Trecho do documento:
---

Mulheres na operação em Santos e outros portos: escolha, competência e realização

Trabalhadoras dos setores de operação e navegação falam sobre conquistas e planos para a carreira

Por: Bárbara Farias  -  08/03/23  -  07:26
Encarregada de operações ferroviárias no Grupo Cesari, Elaine Lopes coordena a logística de transporte de 120 mil contêineres e 100 mil toneladas de fertilizantes por mês, entre o Porto de Santos e Rondonópolis (MT)

---

Dados coletados:
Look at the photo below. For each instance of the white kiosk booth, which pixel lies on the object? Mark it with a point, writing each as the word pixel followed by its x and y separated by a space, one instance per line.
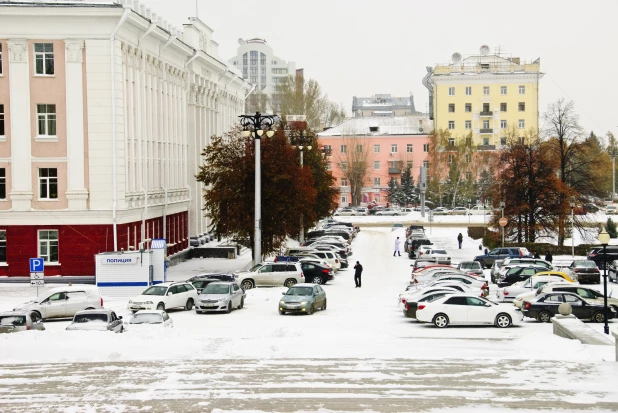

---

Tarefa escrita 1:
Repita o trecho sobre mulheres nos portos de "Por: Bárbara Farias" até "e Rondonópolis (MT)", inclusive.
Tarefa escrita 2:
Segundo o trecho sobre mulheres nos portos, quantos contêineres por mês têm a logística de transporte coordenada por Elaine Lopes?
A listagem não tem qualquer papel nesta atividade.

Resposta elaborada 1:
Por: Bárbara Farias  -  08/03/23  -  07:26
Encarregada de operações ferroviárias no Grupo Cesari, Elaine Lopes coordena a logística de transporte de 120 mil contêineres e 100 mil toneladas de fertilizantes por mês, entre o Porto de Santos e Rondonópolis (MT)

Resposta elaborada 2:
120 mil contêineres por mês.